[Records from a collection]
====

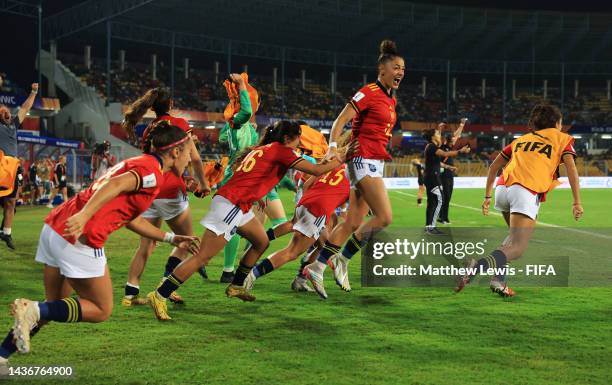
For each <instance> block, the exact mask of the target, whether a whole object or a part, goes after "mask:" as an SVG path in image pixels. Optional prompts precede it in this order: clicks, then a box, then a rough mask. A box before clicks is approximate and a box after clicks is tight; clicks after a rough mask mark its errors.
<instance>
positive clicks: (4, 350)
mask: <svg viewBox="0 0 612 385" xmlns="http://www.w3.org/2000/svg"><path fill="white" fill-rule="evenodd" d="M188 140H189V137H188V136H187V135H186V134H185V133H184V132H183V130H181V129H180V128H178V127H175V126H170V125H169V124H168V123H167V122H160V123H159V124H157V125H156V126H155V127H154V128H153V130H152V131H151V133H150V142H151V150H152V153H151V154H145V155H142V156H139V157H136V158H130V159H127V160H126V161H124V162H121V163H119V164H117V165H116V166H114V167H112V168H111V169H110V170H109V171H108V172H107V174H106V175H104V176H102V177H101V178H100V179H98V180H97V181H96V182H95V183H94V184H92V185H91V186H90V187H89V188H88V189H86V190H84V191H82V192H80V193H79V194H78V195H76V196H74V197H73V198H72V199H70V200H69V201H68V202H66V203H64V204H62V205H61V206H58V207H57V208H55V209H54V210H53V211H51V213H50V214H49V215H48V216H47V218H46V219H45V225H44V227H43V229H42V231H41V234H40V239H39V244H38V250H37V252H36V261H38V262H41V263H44V264H45V267H44V285H45V296H46V300H45V301H44V302H36V301H30V300H28V299H23V298H19V299H16V300H15V301H14V303H13V304H12V314H13V316H14V319H15V322H14V326H13V329H12V330H11V331H10V332H9V334H8V335H7V336H6V338H5V339H4V341H3V342H2V344H1V345H0V365H2V364H3V365H5V366H6V365H7V359H8V357H9V356H10V355H11V354H12V353H14V352H15V351H17V350H19V351H20V352H21V353H27V352H29V351H30V337H31V336H32V335H33V334H35V333H36V332H38V330H39V329H40V327H42V326H43V325H44V324H46V323H48V322H50V321H56V322H102V321H105V320H106V319H108V317H109V316H110V314H111V311H112V308H113V289H112V283H111V278H110V275H109V270H108V266H107V265H106V256H105V253H104V243H105V241H106V239H107V238H108V236H109V235H110V234H111V233H112V232H114V231H115V230H118V229H119V228H121V227H123V226H124V225H127V227H128V228H129V229H130V230H132V231H134V232H136V233H138V234H140V235H141V236H145V237H149V238H151V239H153V240H156V241H164V242H169V243H172V244H173V245H175V246H178V247H181V248H185V249H189V250H191V251H192V252H195V251H197V245H198V240H197V238H196V237H188V236H180V235H174V234H172V233H164V232H163V231H161V230H160V229H158V228H157V227H155V226H152V225H151V224H150V223H149V222H147V221H146V220H144V219H142V217H140V214H142V213H143V212H144V211H145V210H146V209H147V208H148V207H149V206H150V205H151V203H152V202H153V200H154V199H155V196H156V194H157V192H158V191H159V184H158V182H159V181H161V180H162V178H163V175H164V174H165V173H168V172H173V173H174V174H175V175H181V174H182V173H183V171H184V170H185V167H186V166H187V163H188V162H189V154H190V148H189V146H188V144H187V141H188ZM71 288H74V291H76V293H77V295H78V297H69V295H70V293H71V291H72V289H71Z"/></svg>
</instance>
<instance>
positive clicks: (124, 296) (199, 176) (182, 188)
mask: <svg viewBox="0 0 612 385" xmlns="http://www.w3.org/2000/svg"><path fill="white" fill-rule="evenodd" d="M173 104H174V103H173V100H172V98H171V96H170V94H169V93H168V91H167V90H165V89H163V88H153V89H151V90H149V91H147V92H146V93H145V94H144V95H143V96H141V97H140V98H139V99H137V100H136V101H135V102H134V103H132V105H131V106H130V107H129V109H128V111H127V112H126V114H125V120H124V121H123V128H124V130H125V131H126V132H127V133H128V135H130V136H133V135H134V132H135V130H134V128H135V126H136V124H137V123H138V122H139V121H140V120H141V119H142V117H143V116H144V114H145V113H146V112H147V111H148V110H149V109H150V108H151V109H152V110H153V112H155V116H156V118H155V120H153V122H151V124H150V125H149V126H148V127H147V129H146V130H145V132H144V134H143V140H142V142H143V143H144V146H145V147H146V146H148V145H149V138H148V137H149V135H150V132H151V128H152V127H154V126H155V124H156V123H157V122H159V121H167V122H169V123H170V124H171V125H172V126H175V127H178V128H180V129H181V130H183V131H184V132H185V133H186V134H187V138H188V140H187V141H186V142H185V146H186V148H187V149H188V150H189V159H190V162H191V165H192V169H193V171H194V174H195V177H196V178H197V181H198V182H199V186H198V187H197V188H196V189H197V190H199V191H200V194H199V195H200V196H205V195H207V194H208V193H209V192H210V187H209V186H208V183H207V181H206V177H205V175H204V167H203V165H202V160H201V159H200V153H199V151H198V150H197V148H196V146H195V143H194V141H193V137H192V134H191V131H192V130H191V127H189V123H188V122H187V121H186V120H185V119H183V118H177V117H174V116H171V115H170V111H171V110H172V108H173ZM145 152H146V149H145ZM142 217H143V219H144V220H146V221H148V222H150V223H151V224H153V225H154V226H155V227H158V228H159V227H161V223H162V220H163V221H165V222H166V223H167V224H168V227H170V229H171V230H172V231H173V232H175V233H176V234H181V235H193V227H192V222H193V220H192V217H191V209H190V208H189V201H188V199H187V186H186V184H185V180H184V179H183V176H182V175H181V174H179V175H176V174H174V173H171V172H170V173H166V174H164V176H163V181H160V186H159V193H158V194H157V196H156V197H155V201H153V204H152V205H151V207H149V209H148V210H147V211H145V212H144V213H143V214H142ZM154 250H155V241H153V240H151V239H149V238H147V237H140V244H139V245H138V249H137V250H136V252H135V253H134V256H133V257H132V262H131V263H130V268H129V271H128V279H127V283H126V284H125V289H124V292H125V295H124V297H123V299H122V300H121V304H122V305H123V306H132V305H142V304H145V303H146V299H145V298H142V297H140V296H139V293H140V287H139V284H140V277H141V276H142V273H143V272H144V268H145V265H146V263H147V260H148V259H149V257H150V256H151V254H153V251H154ZM186 257H187V251H186V250H183V249H180V248H174V249H173V250H172V252H171V253H170V256H169V257H168V261H167V262H166V266H165V271H164V276H166V275H168V274H170V272H172V270H174V268H175V267H176V266H178V264H179V263H181V261H182V260H183V259H185V258H186ZM201 274H204V275H205V272H204V271H203V272H202V273H201ZM170 300H171V301H172V302H174V303H178V304H182V303H184V301H183V299H182V298H181V296H180V295H178V294H177V293H173V294H172V295H171V296H170Z"/></svg>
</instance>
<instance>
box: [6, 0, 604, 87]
mask: <svg viewBox="0 0 612 385" xmlns="http://www.w3.org/2000/svg"><path fill="white" fill-rule="evenodd" d="M20 1H26V2H28V3H32V4H38V3H39V1H37V0H20ZM160 1H162V0H160ZM80 2H82V1H80V0H46V1H42V4H43V18H44V17H45V16H48V15H52V14H54V13H56V12H59V11H62V10H64V9H66V8H68V7H70V6H73V5H75V4H78V3H80ZM414 2H418V1H414ZM427 3H430V4H431V3H435V4H441V5H455V6H460V5H463V6H469V7H485V8H504V9H509V8H510V9H523V10H525V9H526V10H529V9H533V10H552V11H573V12H597V11H599V12H602V11H612V2H606V3H604V2H603V1H601V0H599V1H589V0H582V1H573V2H565V1H561V0H544V1H542V0H541V1H536V0H513V1H500V0H498V1H492V0H462V1H451V0H431V1H428V2H427ZM0 25H1V26H2V31H3V39H2V49H1V52H2V60H0V72H5V73H7V74H8V76H9V77H10V78H12V79H13V80H15V81H17V82H18V83H19V84H20V85H22V86H24V87H25V88H27V87H28V84H30V83H31V82H32V81H34V80H35V79H36V71H35V67H34V60H35V57H36V49H37V48H36V47H37V42H36V37H37V20H36V19H33V18H27V17H22V16H17V15H13V14H9V13H5V12H0ZM43 48H48V47H46V44H43Z"/></svg>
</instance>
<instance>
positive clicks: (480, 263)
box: [475, 250, 508, 280]
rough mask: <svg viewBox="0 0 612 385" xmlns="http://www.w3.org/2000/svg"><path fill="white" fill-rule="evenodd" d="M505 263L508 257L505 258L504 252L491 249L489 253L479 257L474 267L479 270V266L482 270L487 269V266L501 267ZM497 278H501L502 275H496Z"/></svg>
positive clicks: (502, 266)
mask: <svg viewBox="0 0 612 385" xmlns="http://www.w3.org/2000/svg"><path fill="white" fill-rule="evenodd" d="M507 263H508V259H507V258H506V254H504V252H503V251H501V250H493V251H492V252H491V254H489V255H487V256H486V257H484V258H481V259H479V260H478V262H477V263H476V266H475V267H476V269H478V270H477V271H478V272H480V270H481V267H482V270H487V269H488V268H493V269H495V268H502V267H504V266H506V264H507ZM497 278H499V279H502V280H503V276H499V275H498V276H497Z"/></svg>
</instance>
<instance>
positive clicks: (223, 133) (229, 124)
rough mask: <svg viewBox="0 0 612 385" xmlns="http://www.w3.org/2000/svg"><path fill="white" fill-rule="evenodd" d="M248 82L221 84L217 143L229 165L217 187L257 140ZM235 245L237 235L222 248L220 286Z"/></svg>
mask: <svg viewBox="0 0 612 385" xmlns="http://www.w3.org/2000/svg"><path fill="white" fill-rule="evenodd" d="M248 79H249V78H248V76H247V74H246V73H245V74H243V75H241V74H230V76H229V78H228V79H227V80H225V81H224V82H223V85H224V86H225V89H226V90H227V94H228V97H229V99H230V102H229V103H228V105H227V107H225V111H223V116H224V118H225V120H226V123H225V125H224V126H223V129H221V132H220V135H219V142H220V143H227V145H228V146H229V153H228V155H229V162H228V164H227V167H226V168H225V175H224V177H223V180H222V181H221V182H220V183H219V185H218V188H220V187H221V186H223V185H224V184H225V183H227V181H229V180H230V178H231V177H232V175H233V174H234V164H236V159H238V156H239V154H240V153H241V152H242V150H244V149H245V148H248V147H250V146H254V145H255V144H256V143H257V140H258V138H259V136H258V135H257V130H255V127H253V125H252V124H251V118H252V117H253V115H254V114H255V112H257V109H258V106H259V94H258V93H257V90H256V89H255V88H254V87H253V86H251V85H250V84H249V83H248ZM236 88H237V89H236ZM238 246H240V236H238V235H237V234H236V235H234V236H233V237H232V238H231V239H230V240H229V242H228V243H227V245H225V247H224V248H223V272H222V273H221V278H220V281H221V282H222V283H230V282H232V280H233V279H234V264H235V262H236V256H237V255H238Z"/></svg>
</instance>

====

Task statement:
Using the entries shown above, reproduce verbatim the lines from the line bearing "263L508 257L505 258L504" to the line bearing "positive clicks: (223, 133) (229, 124)", inclusive.

Solution to this exercise:
rough mask: <svg viewBox="0 0 612 385" xmlns="http://www.w3.org/2000/svg"><path fill="white" fill-rule="evenodd" d="M505 263L508 257L505 258L504 252L491 249L489 253L479 257L474 267L479 270V266L482 270L487 269V266L501 267ZM497 278H501L502 275H496Z"/></svg>
positive clicks: (502, 266)
mask: <svg viewBox="0 0 612 385" xmlns="http://www.w3.org/2000/svg"><path fill="white" fill-rule="evenodd" d="M507 263H508V259H507V258H506V254H504V252H503V251H501V250H493V251H492V252H491V254H489V255H487V256H486V257H484V258H481V259H479V260H478V262H477V263H476V266H475V267H476V269H478V270H477V271H478V272H480V270H481V267H482V270H487V269H488V268H493V269H495V268H502V267H504V266H506V264H507ZM497 278H499V279H502V280H503V276H499V275H498V276H497Z"/></svg>
</instance>
<instance>
positive clicks: (223, 133) (229, 124)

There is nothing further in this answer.